— WORK TASK —
Once you reach the line that holds "Could you please indicate the bicycle" in the listing below, output it and every line after it through the line that holds "Could you please indicate the thick", word for word.

— INPUT DATA —
=== Section Start ===

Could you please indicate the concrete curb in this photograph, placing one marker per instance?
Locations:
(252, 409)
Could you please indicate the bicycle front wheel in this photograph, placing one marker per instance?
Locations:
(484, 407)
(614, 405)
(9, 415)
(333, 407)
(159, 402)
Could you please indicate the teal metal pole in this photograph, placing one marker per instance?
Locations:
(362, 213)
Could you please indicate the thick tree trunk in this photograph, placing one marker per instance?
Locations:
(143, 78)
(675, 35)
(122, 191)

=== Section End ===
=== Section Start ===

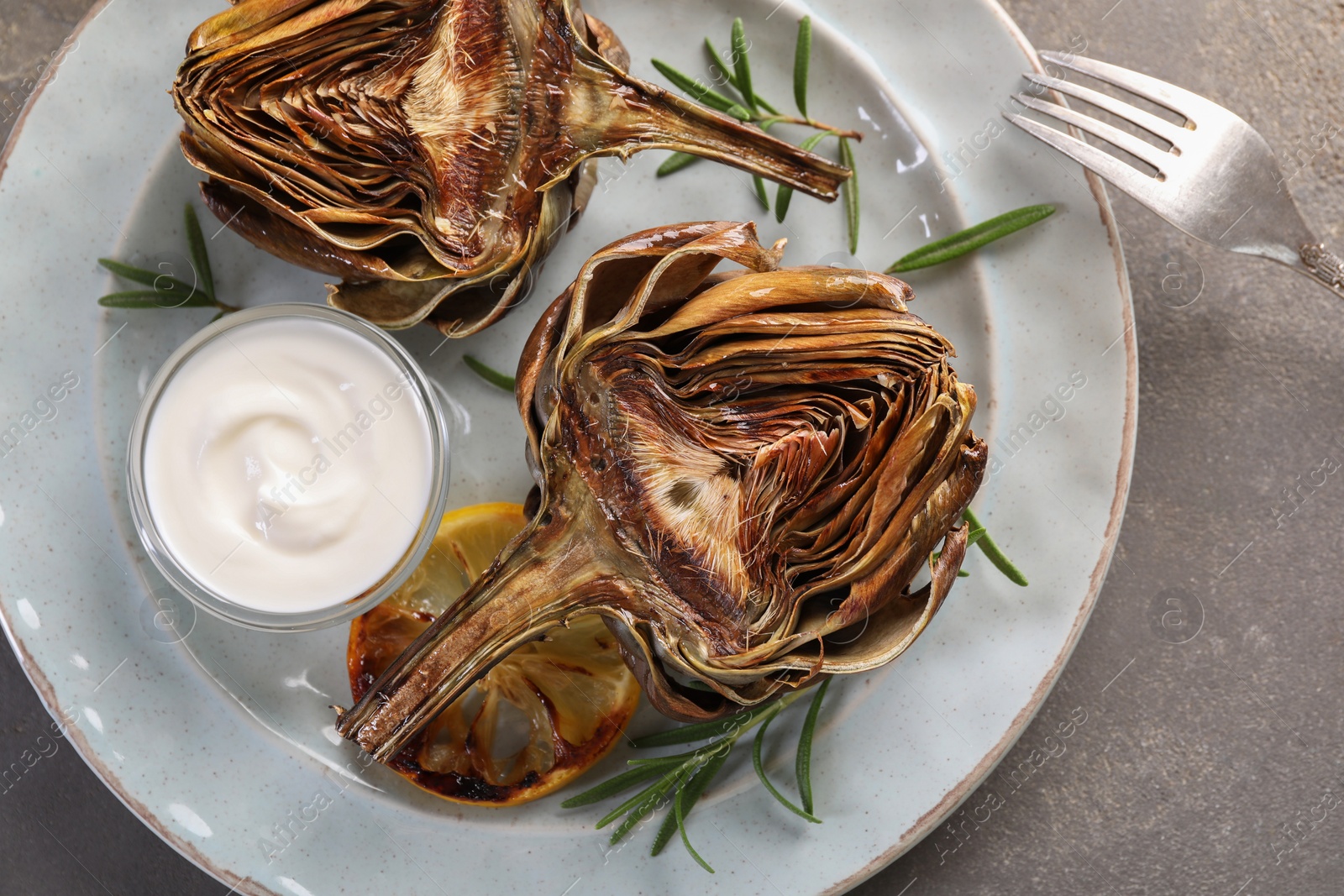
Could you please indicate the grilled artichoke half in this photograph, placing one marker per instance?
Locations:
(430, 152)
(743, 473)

=== Section End ===
=== Section Start ===

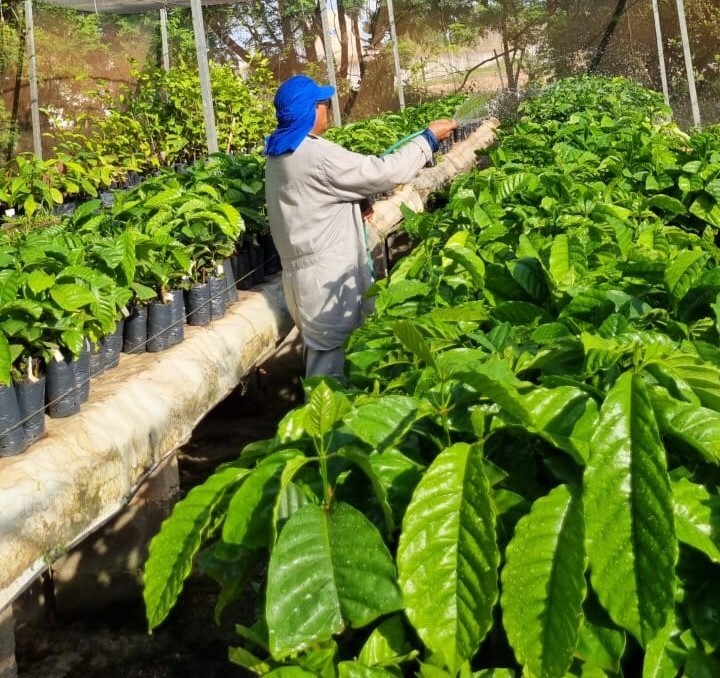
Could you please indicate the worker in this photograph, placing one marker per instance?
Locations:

=== Section End ===

— ANSWER BELOW —
Could you please indicate the bicycle front wheel in this photograph, placing one marker per instance?
Locations:
(484, 407)
(614, 405)
(9, 415)
(333, 407)
(159, 402)
Could you please indicate the teal metal pole in this photograph, placing one marker per instance?
Locations:
(362, 213)
Could you please indicate the thick tree trunk in this photograph, placing one marker per instance?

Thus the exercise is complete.